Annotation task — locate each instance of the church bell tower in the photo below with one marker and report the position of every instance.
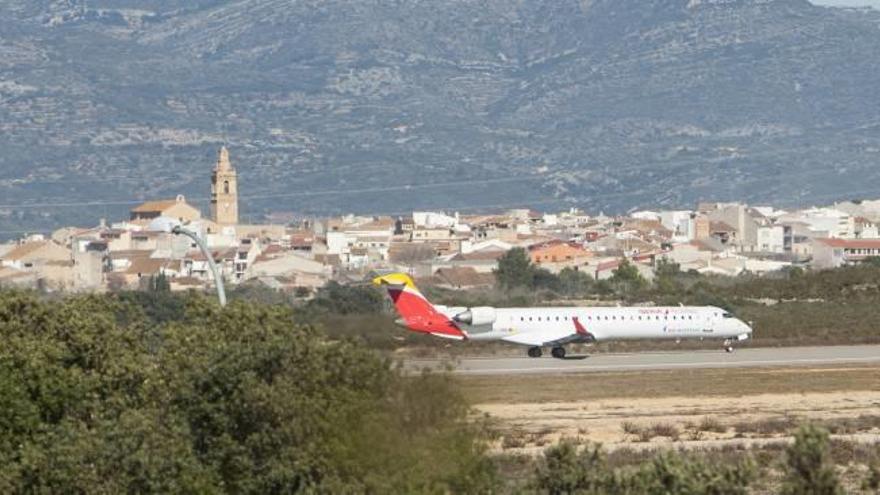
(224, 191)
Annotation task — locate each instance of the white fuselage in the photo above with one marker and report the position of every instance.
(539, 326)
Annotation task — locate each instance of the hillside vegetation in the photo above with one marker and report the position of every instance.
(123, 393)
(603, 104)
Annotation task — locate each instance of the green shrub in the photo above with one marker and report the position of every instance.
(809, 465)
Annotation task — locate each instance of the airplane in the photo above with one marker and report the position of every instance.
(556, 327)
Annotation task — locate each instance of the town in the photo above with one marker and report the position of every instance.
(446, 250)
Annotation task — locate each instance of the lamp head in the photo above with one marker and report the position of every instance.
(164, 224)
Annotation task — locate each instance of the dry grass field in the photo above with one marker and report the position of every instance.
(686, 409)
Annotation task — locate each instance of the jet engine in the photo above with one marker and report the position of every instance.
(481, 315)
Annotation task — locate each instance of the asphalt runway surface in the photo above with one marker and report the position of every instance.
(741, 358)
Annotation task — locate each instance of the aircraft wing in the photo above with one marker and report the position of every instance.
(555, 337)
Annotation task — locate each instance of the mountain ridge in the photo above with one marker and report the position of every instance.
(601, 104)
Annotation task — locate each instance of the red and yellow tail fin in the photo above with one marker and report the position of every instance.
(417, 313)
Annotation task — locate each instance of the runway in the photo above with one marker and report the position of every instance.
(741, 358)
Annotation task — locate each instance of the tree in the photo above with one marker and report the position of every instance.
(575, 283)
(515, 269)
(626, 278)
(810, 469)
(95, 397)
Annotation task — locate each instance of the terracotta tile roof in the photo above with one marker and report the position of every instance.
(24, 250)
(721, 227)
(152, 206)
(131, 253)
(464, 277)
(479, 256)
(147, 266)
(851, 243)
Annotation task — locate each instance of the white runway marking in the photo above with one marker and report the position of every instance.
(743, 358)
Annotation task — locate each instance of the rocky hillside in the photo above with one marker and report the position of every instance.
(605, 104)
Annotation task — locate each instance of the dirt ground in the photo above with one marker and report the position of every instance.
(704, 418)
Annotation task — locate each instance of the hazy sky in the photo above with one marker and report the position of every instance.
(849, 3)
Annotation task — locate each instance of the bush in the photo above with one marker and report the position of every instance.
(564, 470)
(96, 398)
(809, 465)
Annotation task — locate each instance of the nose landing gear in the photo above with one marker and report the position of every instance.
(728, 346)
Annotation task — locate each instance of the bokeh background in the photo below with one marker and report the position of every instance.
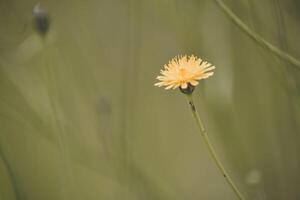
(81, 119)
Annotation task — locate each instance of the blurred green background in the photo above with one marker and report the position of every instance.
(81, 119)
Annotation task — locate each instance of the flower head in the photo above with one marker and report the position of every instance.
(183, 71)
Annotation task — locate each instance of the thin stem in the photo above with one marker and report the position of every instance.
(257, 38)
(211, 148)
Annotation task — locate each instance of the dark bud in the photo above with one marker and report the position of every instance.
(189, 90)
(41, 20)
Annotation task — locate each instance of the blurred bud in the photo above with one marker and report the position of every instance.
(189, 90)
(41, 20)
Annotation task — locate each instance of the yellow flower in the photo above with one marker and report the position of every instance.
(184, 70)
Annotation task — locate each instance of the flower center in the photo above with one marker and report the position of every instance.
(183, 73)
--------------------
Return the full material word for word. Do not include the pictures.

▶ [Final answer]:
Annotation task — locate each instance of the church bell tower in the photo below with one marker and report the position of every instance.
(224, 191)
Annotation task — locate each instance of the white fuselage in the photo above with one marker and report the position of every instance.
(539, 326)
Annotation task — locate each instance of the hillside vegetation in the photo above with one marker and report the position of every instance.
(123, 393)
(603, 104)
Annotation task — locate each instance of the green shrub in the photo above with one marker and report the position of every instance.
(809, 465)
Annotation task — locate each instance of the airplane in the photo above with one marker and report the position of every instance.
(556, 327)
Annotation task — locate each instance of the town in the photo above with one marker and report the position of every instance.
(446, 250)
Annotation task — locate each instance of the lamp head in the photo above with one marker and report the position of every instance.
(164, 224)
Annotation task — locate each instance of the dry grass field in the photo above with one marker and report the position of every instance.
(686, 409)
Annotation task — locate each instance of the jet engine in the photo above with one marker and report the position of every instance.
(481, 315)
Annotation task — locate each instance of the asphalt runway surface in the photo above with one marker and report the position of every instance.
(741, 358)
Annotation task — locate each instance of the aircraft wing in the photo above with one marker and report the position of every instance.
(555, 337)
Annotation task — locate each instance of the mountain ridge in the photo above with one marker and report the position of every instance.
(601, 104)
Annotation task — locate each instance of the red and yellow tail fin in the photo above with one marker and report the position of every instance.
(417, 313)
Annotation task — locate each instance of the runway in the photo above with one marker and report the position of every instance.
(741, 358)
Annotation task — locate each instance of the tree in the photo above with one marker and report the position of every instance.
(575, 283)
(515, 269)
(626, 278)
(810, 469)
(95, 397)
Annotation task — locate each instance of the terracotta tile roof in the photo above with one marker and report the position of every instance.
(24, 250)
(721, 227)
(152, 206)
(131, 253)
(464, 277)
(479, 256)
(147, 266)
(851, 243)
Annotation task — locate each instance of the white runway marking in the photo above with one marker and report the position of every instance.
(743, 358)
Annotation task — locate each instance of the rocky hillside in the photo above with one marker and report the position of every instance.
(605, 104)
Annotation task — locate each instance of the dirt ground in the photo above with one marker and report the position of every instance.
(704, 418)
Annotation task — locate each instance of the hazy sky in the photo above with one marker and report the position of every instance.
(849, 3)
Annotation task — locate each instance of the bush in the photo above with one marker and report the position of every instance.
(564, 470)
(96, 398)
(809, 465)
Annotation task — locate each instance of the nose landing gear in the photo above with one marker and report the position of every instance.
(728, 346)
Annotation task — locate each instance of the bokeh background in the photo below with one marker and report the position of every instance.
(81, 119)
Annotation task — locate each instance of the blurred green background in the photo above with one marker and report the position of every instance.
(81, 119)
Annotation task — locate each instance of the flower head in the photo above with one marker and report the position of every instance.
(183, 71)
Annotation task — locate each instance of the thin stem in the photo above with one marker and report the position of every instance.
(257, 38)
(211, 148)
Annotation task — locate each instance of the dark bud in the photo above with one marker and report the position of every instance.
(189, 90)
(41, 20)
Annotation task — locate each instance of the blurred bud in the photo above with one marker and report the position of every instance.
(189, 90)
(41, 20)
Annotation task — locate each instance of the yellow flower in the photo above with one marker and report the position of every instance.
(184, 70)
Annotation task — locate each instance of the flower center in the photo above with one marker and report the position of every instance.
(183, 73)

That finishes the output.